• **Raw data**
_ _ _ _ _

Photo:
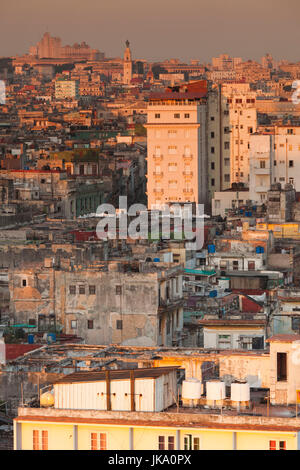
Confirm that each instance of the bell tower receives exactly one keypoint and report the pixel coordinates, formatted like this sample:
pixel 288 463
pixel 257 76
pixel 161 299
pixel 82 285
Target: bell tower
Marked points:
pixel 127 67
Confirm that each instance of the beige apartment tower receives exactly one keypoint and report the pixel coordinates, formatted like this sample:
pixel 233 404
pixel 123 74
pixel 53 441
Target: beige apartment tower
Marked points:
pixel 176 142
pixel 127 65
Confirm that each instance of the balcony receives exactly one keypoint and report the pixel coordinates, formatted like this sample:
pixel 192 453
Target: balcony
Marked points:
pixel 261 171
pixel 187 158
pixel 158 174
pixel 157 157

_ _ _ _ _

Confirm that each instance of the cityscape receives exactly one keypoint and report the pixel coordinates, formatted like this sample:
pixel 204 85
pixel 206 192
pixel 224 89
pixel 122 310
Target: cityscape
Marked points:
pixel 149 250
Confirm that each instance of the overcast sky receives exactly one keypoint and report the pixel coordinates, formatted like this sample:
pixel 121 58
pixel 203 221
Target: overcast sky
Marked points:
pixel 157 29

_ _ _ _ _

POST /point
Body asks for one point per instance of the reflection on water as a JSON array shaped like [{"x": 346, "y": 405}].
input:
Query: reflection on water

_ _ _ _ _

• **What you are asked to do**
Quote verbatim every line from the one containing "POST /point" down to the one containing "Query: reflection on water", with both end lines included.

• **Exercise result**
POST /point
Body asks for one point per instance of the reflection on water as a JSON array shaped like [{"x": 346, "y": 405}].
input:
Query: reflection on water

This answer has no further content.